▶ **Exercise directions**
Could you find every line in the records below that contains the word "text" and copy it?

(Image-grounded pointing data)

--------

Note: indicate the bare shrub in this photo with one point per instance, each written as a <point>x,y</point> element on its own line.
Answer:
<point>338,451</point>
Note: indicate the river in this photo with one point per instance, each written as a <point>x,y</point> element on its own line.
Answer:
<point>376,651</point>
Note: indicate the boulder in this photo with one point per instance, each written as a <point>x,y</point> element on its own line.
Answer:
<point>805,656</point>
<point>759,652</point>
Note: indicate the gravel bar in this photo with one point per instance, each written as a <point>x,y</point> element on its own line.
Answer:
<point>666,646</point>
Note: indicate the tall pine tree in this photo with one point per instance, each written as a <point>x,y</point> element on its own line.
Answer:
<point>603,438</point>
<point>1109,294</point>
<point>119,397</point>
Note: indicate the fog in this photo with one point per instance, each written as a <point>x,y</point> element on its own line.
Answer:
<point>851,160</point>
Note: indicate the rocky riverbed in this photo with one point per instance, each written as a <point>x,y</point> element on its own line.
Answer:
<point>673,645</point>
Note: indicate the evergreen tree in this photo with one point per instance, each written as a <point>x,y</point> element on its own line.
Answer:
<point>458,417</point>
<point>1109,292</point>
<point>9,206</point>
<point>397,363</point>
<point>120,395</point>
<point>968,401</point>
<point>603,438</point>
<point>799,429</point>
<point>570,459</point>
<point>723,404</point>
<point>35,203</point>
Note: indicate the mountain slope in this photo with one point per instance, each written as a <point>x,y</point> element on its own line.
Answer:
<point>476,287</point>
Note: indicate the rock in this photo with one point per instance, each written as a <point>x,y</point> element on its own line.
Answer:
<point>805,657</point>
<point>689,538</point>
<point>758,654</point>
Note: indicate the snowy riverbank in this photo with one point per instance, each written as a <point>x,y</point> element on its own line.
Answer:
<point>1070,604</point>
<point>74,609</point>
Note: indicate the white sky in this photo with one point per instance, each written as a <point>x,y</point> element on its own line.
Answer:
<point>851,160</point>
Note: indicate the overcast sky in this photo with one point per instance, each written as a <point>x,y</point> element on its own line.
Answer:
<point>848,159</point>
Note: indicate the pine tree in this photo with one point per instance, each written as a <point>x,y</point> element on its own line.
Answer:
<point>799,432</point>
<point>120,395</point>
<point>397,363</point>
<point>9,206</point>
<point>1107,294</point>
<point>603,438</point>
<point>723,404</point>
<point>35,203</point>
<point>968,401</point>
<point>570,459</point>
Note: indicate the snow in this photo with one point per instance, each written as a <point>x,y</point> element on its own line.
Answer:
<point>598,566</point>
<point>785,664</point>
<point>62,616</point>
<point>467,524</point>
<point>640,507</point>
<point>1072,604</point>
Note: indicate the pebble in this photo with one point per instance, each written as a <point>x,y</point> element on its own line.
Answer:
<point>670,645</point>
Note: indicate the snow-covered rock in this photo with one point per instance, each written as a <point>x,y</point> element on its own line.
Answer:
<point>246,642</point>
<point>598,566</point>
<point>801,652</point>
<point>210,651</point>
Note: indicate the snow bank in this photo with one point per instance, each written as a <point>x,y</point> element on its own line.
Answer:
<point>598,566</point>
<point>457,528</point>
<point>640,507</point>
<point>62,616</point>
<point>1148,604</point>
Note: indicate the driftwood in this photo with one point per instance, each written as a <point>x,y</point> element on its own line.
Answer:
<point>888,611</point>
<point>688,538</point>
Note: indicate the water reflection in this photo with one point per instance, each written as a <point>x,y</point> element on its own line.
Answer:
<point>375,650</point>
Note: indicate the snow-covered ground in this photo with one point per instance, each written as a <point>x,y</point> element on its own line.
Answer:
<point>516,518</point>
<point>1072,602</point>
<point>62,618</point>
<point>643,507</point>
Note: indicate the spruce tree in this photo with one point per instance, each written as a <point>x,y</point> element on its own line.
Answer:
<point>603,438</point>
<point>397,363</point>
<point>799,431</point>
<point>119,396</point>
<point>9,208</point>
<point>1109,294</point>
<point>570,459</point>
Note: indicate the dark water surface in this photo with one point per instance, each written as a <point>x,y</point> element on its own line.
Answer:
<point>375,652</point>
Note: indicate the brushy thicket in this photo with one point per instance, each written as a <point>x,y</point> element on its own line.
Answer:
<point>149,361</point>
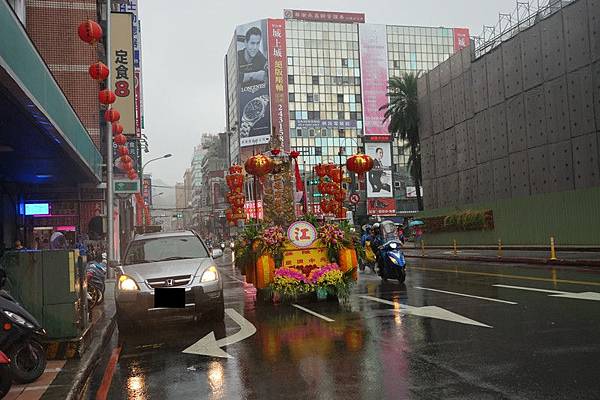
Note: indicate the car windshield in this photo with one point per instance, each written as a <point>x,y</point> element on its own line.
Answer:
<point>165,249</point>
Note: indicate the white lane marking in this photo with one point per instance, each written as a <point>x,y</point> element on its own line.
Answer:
<point>428,312</point>
<point>594,296</point>
<point>530,289</point>
<point>209,346</point>
<point>313,313</point>
<point>466,295</point>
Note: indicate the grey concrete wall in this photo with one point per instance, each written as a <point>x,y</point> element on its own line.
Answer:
<point>523,119</point>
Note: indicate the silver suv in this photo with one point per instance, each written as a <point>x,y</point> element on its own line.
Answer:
<point>168,273</point>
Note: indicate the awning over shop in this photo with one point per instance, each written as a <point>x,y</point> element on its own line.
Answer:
<point>41,138</point>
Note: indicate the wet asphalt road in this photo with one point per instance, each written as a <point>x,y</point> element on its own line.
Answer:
<point>529,345</point>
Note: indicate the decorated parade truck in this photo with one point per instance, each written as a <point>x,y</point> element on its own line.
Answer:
<point>290,254</point>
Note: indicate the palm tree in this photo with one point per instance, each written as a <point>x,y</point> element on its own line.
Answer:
<point>402,113</point>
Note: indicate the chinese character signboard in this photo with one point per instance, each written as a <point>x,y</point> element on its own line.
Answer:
<point>278,80</point>
<point>253,81</point>
<point>461,38</point>
<point>122,71</point>
<point>374,77</point>
<point>324,16</point>
<point>382,207</point>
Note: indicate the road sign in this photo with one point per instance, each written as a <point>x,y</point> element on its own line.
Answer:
<point>126,186</point>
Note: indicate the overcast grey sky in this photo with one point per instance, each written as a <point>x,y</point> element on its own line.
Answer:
<point>184,43</point>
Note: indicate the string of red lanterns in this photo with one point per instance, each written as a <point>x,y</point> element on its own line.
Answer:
<point>91,32</point>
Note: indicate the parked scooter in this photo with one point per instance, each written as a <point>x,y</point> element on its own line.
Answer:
<point>392,264</point>
<point>5,376</point>
<point>20,338</point>
<point>96,282</point>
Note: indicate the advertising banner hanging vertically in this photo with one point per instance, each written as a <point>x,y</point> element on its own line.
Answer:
<point>122,77</point>
<point>278,80</point>
<point>253,80</point>
<point>374,79</point>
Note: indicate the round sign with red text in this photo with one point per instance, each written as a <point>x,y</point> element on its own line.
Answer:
<point>302,234</point>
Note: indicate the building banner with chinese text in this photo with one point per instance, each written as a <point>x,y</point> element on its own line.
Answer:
<point>374,77</point>
<point>278,79</point>
<point>253,80</point>
<point>122,74</point>
<point>382,207</point>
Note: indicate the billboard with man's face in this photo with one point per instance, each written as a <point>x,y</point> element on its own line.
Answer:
<point>253,80</point>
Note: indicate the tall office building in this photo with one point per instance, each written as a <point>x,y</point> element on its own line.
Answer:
<point>319,79</point>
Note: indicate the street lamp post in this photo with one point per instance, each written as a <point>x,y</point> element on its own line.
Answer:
<point>142,179</point>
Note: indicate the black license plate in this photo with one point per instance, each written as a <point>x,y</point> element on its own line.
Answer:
<point>169,298</point>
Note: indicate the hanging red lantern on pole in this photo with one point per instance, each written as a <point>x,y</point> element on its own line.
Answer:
<point>112,115</point>
<point>359,163</point>
<point>259,165</point>
<point>98,71</point>
<point>106,96</point>
<point>120,139</point>
<point>117,128</point>
<point>90,31</point>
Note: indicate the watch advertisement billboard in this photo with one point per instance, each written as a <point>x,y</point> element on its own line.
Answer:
<point>122,74</point>
<point>253,80</point>
<point>280,116</point>
<point>379,178</point>
<point>374,77</point>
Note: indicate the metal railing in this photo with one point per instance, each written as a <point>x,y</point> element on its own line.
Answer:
<point>525,15</point>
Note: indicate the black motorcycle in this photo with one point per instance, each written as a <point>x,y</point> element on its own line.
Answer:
<point>20,338</point>
<point>5,376</point>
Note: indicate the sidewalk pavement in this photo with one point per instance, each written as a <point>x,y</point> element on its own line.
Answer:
<point>520,255</point>
<point>66,379</point>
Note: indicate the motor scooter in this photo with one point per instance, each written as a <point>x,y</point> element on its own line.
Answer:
<point>392,264</point>
<point>5,377</point>
<point>20,338</point>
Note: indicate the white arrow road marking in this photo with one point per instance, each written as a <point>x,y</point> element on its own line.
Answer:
<point>466,295</point>
<point>594,296</point>
<point>209,346</point>
<point>428,312</point>
<point>313,313</point>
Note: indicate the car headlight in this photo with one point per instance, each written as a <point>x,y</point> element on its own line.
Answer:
<point>18,319</point>
<point>210,274</point>
<point>126,283</point>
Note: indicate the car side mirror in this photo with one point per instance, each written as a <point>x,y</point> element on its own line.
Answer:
<point>217,253</point>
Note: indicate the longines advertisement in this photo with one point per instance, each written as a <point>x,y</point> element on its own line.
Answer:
<point>253,80</point>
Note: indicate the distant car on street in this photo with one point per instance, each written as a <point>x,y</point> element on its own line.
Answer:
<point>167,274</point>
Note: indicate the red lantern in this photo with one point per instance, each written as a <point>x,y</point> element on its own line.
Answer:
<point>234,181</point>
<point>359,163</point>
<point>126,159</point>
<point>120,140</point>
<point>259,165</point>
<point>236,169</point>
<point>106,96</point>
<point>89,31</point>
<point>117,128</point>
<point>112,115</point>
<point>321,170</point>
<point>127,166</point>
<point>98,71</point>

--------

▶ **Problem solution**
Note: indicate the round sign with red text in this photo with one point per instance, each written as a <point>x,y</point> element on its own line.
Note: indicate the building banner with chinese text in this photo with one point per instance, each written as a <point>x,y</point> element on its own line.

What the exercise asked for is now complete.